WORK TO DO
[1] Reproduce the passage of the CFPB privacy notice article that starts with "In December 2015, the" and continues through "press release stated.".
[2] Pull out every line of the records that contains the word "concrete".

DOCUMENT SEGMENT
Tag Archive | "privacy"

CFPB Proposes Implementation of Privacy Notice Exemption


WASHINGTON, D.C. — Last week, the Consumer Financial Protection Bureau (CFPB) proposed to implement an amendment to the Gramm-Leach-Biley Act (GLBA) that will grant certain financial institutions exemption from sending annual privacy notices to customers.

The GLBA generally requires financial institutions to send annual privacy notices to customers. Within the notices, institutions are required to describe whether and how customers’ nonpublic personal information is shared. If an institution does share customers’ NPI data with unaffiliated third parties in ways other than specified by the statute, then the institution is required to notify customers of their right to opt out of sharing and inform them on how to do so, according to a CFPB press release.

In December 2015, the GLBA was amended to exempt a financial institution from the requirements of the GLBA if it limits “its sharing of customer information so that the customer does not have the right to opt out and has not changed its privacy notice from the one previously delivered to its customer,” the press release stated.

SUPPLIED RECORDS
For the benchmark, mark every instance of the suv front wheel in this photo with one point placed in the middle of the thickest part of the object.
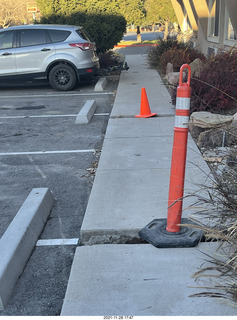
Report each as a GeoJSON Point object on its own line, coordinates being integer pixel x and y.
{"type": "Point", "coordinates": [62, 77]}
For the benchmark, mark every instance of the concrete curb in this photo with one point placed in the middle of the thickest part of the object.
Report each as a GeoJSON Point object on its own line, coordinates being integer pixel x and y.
{"type": "Point", "coordinates": [101, 84]}
{"type": "Point", "coordinates": [87, 112]}
{"type": "Point", "coordinates": [19, 239]}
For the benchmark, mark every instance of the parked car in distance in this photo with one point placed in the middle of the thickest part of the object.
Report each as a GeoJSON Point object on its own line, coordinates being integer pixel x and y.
{"type": "Point", "coordinates": [60, 53]}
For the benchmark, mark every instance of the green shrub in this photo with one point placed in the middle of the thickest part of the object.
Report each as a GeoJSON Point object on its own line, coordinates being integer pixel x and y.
{"type": "Point", "coordinates": [105, 29]}
{"type": "Point", "coordinates": [155, 53]}
{"type": "Point", "coordinates": [216, 87]}
{"type": "Point", "coordinates": [178, 57]}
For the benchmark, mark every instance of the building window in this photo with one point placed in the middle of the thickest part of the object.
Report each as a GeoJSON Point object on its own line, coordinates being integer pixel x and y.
{"type": "Point", "coordinates": [214, 18]}
{"type": "Point", "coordinates": [230, 31]}
{"type": "Point", "coordinates": [230, 36]}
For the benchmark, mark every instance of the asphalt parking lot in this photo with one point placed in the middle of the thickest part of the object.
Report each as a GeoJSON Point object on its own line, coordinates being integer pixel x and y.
{"type": "Point", "coordinates": [42, 146]}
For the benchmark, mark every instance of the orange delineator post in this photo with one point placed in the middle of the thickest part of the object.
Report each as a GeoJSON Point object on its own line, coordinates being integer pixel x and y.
{"type": "Point", "coordinates": [178, 163]}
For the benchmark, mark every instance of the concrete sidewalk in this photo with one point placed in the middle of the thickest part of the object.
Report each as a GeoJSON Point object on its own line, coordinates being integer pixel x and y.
{"type": "Point", "coordinates": [110, 276]}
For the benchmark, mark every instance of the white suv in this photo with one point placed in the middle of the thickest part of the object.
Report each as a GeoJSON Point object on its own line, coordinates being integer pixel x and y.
{"type": "Point", "coordinates": [62, 54]}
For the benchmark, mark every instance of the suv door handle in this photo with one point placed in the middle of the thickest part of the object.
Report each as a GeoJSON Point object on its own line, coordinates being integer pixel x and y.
{"type": "Point", "coordinates": [6, 54]}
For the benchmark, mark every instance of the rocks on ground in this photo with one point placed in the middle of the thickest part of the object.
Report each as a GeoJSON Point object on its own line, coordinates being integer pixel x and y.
{"type": "Point", "coordinates": [216, 136]}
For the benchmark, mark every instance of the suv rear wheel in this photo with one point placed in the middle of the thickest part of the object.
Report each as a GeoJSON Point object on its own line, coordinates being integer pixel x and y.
{"type": "Point", "coordinates": [62, 77]}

SET OF ANSWERS
[1]
In December 2015, the GLBA was amended to exempt a financial institution from the requirements of the GLBA if it limits “its sharing of customer information so that the customer does not have the right to opt out and has not changed its privacy notice from the one previously delivered to its customer,” the press release stated.

[2]
For the benchmark, mark every instance of the concrete curb in this photo with one point placed in the middle of the thickest part of the object.
For the benchmark, mark every instance of the concrete sidewalk in this photo with one point placed in the middle of the thickest part of the object.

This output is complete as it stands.